==== RECORD EXTRACTS

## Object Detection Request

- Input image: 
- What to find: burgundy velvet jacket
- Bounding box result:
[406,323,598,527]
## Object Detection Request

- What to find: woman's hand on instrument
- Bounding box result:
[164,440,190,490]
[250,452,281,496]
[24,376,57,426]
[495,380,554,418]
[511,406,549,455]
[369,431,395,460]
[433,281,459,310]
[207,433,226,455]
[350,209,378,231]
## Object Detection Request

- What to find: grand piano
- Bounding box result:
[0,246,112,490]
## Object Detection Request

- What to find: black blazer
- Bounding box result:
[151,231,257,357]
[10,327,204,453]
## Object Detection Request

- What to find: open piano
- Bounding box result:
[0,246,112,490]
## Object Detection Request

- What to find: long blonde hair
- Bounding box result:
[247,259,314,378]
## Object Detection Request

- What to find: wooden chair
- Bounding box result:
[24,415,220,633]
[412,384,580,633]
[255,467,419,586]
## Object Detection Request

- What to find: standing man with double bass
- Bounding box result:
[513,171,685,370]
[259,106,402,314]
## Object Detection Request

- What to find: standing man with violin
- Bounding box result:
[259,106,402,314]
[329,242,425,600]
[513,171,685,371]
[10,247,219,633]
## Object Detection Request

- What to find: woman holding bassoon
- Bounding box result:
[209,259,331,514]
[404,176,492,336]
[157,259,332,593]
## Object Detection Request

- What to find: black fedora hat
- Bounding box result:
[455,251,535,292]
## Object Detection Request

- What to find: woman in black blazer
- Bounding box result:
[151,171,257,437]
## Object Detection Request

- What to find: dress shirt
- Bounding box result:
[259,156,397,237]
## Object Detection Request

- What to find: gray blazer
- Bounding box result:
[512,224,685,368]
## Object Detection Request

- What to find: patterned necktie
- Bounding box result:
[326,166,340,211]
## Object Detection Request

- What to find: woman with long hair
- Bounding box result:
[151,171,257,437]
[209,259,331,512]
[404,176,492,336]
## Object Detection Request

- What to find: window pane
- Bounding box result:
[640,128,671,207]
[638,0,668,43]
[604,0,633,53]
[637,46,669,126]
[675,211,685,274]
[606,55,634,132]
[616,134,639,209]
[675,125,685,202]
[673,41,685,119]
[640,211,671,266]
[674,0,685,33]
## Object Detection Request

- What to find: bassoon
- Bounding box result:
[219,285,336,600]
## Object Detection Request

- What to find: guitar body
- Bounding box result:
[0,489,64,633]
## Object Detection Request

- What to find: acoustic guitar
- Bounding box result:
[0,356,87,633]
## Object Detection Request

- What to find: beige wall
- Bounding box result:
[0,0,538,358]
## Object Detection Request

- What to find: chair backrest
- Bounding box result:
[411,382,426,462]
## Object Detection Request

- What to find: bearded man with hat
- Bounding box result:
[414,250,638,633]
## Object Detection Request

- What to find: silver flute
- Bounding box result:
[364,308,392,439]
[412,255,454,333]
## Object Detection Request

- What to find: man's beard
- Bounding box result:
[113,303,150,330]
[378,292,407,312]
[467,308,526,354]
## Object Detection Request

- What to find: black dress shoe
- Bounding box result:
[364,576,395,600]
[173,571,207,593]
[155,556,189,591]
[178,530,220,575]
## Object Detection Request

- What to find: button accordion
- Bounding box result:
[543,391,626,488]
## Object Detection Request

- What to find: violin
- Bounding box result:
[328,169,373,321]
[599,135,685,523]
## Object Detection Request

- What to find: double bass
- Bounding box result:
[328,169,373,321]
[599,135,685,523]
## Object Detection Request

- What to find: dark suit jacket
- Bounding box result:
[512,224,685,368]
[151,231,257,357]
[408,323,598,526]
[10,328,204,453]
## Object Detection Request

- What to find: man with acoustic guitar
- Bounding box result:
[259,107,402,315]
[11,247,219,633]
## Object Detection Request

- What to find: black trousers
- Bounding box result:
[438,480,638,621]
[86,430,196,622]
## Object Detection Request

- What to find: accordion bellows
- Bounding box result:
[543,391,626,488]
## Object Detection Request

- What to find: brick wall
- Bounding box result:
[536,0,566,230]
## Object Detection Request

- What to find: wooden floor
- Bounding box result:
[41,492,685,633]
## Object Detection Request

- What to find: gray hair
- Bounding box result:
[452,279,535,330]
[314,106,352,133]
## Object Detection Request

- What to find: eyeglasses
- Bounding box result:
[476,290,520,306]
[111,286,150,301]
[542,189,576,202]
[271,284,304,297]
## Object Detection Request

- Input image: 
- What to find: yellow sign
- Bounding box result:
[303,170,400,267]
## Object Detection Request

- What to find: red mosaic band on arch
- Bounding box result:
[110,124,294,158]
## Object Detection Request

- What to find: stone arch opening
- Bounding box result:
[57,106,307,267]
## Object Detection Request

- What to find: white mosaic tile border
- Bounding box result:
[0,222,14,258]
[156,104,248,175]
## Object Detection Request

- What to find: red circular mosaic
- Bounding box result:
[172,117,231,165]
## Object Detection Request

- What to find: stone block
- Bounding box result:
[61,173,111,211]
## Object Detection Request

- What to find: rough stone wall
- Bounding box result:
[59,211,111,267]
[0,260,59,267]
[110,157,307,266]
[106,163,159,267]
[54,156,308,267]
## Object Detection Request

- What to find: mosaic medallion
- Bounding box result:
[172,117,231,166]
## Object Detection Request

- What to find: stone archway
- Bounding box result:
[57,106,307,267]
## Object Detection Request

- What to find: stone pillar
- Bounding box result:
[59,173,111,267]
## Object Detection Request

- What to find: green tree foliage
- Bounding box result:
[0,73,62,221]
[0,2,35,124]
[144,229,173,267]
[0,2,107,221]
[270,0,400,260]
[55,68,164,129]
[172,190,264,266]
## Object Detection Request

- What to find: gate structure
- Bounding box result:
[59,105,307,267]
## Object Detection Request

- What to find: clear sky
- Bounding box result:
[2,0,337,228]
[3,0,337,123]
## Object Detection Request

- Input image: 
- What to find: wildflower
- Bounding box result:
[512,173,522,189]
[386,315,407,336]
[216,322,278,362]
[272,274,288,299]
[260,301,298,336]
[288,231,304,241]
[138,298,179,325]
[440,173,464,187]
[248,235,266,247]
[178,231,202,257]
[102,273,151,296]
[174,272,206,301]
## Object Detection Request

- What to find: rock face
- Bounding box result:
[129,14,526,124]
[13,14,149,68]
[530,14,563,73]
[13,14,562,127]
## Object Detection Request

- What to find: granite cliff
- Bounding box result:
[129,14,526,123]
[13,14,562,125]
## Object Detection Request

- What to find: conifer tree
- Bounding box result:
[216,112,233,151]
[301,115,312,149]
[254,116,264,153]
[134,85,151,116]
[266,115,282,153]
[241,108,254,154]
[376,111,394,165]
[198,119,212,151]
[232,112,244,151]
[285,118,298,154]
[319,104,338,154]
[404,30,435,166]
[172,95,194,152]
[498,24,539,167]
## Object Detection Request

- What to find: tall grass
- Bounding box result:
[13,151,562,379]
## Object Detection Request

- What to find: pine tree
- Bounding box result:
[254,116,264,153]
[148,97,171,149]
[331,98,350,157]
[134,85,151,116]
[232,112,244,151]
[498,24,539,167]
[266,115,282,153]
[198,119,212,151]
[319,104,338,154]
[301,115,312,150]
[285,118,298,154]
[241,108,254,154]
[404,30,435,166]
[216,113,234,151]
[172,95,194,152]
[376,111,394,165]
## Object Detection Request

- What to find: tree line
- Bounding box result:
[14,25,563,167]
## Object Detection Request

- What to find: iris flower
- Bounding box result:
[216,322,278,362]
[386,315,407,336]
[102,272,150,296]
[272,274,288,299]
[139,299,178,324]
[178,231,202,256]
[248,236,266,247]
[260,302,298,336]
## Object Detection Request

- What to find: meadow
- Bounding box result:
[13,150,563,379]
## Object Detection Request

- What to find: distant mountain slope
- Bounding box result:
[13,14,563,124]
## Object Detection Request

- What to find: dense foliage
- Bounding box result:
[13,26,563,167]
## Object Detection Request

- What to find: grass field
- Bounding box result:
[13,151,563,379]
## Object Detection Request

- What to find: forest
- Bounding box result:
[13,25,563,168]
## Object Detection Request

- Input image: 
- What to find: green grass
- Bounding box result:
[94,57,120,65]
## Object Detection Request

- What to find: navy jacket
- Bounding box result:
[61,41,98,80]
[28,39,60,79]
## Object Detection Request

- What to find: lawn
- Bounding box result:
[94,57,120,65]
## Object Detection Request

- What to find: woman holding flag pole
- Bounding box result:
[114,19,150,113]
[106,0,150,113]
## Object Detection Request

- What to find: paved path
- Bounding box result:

========

■ PROBLEM DETAILS
Quote the lines from the start of the records through the line that contains "[350,209,378,231]", including that line.

■ WRITTEN ANSWER
## Object Detection Request

- Input image: 
- What to find: burgundy velvet jacket
- Bounding box result:
[406,323,598,527]
## Object Detection Request

- What to find: woman's hand on instrument
- Bounding box result:
[164,440,190,490]
[250,452,281,496]
[24,376,57,426]
[495,380,554,418]
[511,406,549,455]
[369,431,395,460]
[433,281,459,310]
[207,433,226,455]
[350,209,378,231]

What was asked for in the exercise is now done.